[Try it]:
Where a line below holds the string "before", that line goes into the answer.

*** Opening of Supplied records ***

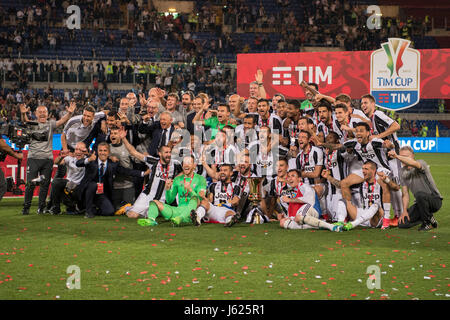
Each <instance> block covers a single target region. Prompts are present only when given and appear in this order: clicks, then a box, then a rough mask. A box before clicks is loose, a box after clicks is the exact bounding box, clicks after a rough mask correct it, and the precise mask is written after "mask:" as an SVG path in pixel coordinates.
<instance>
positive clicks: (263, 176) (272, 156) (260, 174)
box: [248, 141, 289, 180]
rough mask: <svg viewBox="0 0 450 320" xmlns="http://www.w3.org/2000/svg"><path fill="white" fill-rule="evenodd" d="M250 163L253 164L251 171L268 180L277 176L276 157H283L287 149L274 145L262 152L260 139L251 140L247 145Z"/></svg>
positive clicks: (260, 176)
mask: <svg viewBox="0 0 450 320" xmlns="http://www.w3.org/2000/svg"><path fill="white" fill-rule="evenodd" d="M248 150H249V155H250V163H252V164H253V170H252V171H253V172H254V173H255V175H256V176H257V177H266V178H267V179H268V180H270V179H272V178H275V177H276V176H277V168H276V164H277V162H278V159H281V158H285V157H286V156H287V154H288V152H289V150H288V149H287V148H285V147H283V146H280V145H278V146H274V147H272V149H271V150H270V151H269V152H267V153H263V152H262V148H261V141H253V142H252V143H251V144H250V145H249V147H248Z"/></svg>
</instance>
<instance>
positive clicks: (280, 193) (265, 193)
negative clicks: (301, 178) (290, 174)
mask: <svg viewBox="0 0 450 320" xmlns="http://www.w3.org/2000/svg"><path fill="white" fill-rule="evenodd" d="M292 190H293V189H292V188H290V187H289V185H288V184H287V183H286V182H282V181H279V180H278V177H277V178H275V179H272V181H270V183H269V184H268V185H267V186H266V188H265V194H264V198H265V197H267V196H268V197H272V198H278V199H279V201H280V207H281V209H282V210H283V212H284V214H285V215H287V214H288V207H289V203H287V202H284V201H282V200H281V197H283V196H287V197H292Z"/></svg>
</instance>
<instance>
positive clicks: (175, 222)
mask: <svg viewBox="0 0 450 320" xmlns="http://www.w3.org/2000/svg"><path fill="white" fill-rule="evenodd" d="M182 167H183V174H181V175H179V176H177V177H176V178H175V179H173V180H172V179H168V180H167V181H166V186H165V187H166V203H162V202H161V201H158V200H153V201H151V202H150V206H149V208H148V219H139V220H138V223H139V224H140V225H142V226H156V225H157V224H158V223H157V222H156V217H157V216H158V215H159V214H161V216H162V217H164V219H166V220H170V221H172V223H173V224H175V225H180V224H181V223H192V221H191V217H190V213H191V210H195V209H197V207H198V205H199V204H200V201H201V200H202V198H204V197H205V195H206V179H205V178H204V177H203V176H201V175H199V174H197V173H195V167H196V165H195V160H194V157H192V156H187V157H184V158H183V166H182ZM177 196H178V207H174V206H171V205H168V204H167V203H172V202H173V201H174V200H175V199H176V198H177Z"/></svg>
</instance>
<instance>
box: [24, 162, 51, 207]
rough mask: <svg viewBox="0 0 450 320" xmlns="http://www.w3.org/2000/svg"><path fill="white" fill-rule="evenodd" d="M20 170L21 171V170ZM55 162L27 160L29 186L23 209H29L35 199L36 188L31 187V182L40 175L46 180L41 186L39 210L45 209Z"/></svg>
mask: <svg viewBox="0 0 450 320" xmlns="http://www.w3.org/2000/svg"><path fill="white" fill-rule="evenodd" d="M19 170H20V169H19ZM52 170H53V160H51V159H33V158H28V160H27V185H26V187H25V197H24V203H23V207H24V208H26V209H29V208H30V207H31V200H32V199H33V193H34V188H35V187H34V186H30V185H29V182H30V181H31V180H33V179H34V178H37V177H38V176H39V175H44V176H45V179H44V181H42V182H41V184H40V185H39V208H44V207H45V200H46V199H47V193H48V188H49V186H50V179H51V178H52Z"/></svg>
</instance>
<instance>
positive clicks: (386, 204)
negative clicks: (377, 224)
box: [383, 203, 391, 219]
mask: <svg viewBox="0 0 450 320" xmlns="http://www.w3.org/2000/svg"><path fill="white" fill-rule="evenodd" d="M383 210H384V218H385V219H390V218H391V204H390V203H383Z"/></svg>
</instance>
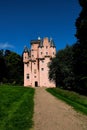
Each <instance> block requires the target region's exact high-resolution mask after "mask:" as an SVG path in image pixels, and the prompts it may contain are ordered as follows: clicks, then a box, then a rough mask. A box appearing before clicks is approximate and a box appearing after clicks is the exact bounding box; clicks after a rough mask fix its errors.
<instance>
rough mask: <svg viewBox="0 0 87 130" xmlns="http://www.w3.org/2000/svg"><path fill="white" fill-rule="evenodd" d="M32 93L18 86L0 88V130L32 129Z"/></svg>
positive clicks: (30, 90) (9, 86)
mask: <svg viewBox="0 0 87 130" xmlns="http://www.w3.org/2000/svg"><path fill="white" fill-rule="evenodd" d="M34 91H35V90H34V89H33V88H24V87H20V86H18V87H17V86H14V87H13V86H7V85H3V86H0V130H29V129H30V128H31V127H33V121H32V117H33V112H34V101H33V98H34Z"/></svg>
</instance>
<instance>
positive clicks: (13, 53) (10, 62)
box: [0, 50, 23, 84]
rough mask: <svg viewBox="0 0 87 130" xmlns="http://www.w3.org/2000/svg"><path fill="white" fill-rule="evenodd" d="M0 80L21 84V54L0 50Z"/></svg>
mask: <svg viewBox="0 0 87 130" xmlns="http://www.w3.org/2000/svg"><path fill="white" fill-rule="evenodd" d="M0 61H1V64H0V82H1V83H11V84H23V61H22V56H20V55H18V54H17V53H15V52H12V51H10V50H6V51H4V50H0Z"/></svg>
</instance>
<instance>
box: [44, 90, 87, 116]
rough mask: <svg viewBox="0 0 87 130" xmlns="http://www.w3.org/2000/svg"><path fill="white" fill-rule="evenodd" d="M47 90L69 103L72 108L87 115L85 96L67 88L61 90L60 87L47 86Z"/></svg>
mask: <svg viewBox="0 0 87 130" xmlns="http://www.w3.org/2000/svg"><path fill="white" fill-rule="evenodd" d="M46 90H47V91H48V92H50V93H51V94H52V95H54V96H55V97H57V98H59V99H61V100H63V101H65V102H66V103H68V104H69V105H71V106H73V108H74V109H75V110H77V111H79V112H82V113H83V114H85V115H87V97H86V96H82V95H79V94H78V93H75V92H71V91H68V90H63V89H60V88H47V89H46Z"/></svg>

*** Close of Supplied records ***

[Written solution]:
Each <instance> block covers a single target region. Prompts are present only when given and appear in this order: clicks, then a box, then a rough mask. A box before clicks is loose, a box after clicks is the exact bounding box, clicks after a rough mask correct it, and the precise mask is written after "mask:" as an SVG path in pixel coordinates.
Each <instance> block requires the target region's exact high-resolution mask after "mask:" as an SVG path in image pixels, and the prompts it may contain are ordered as follows: clicks, then a box, then a rough mask. A box appearing before clicks is approximate and a box appearing after clicks is the exact bounding box; clicks after a rough mask fix its errors.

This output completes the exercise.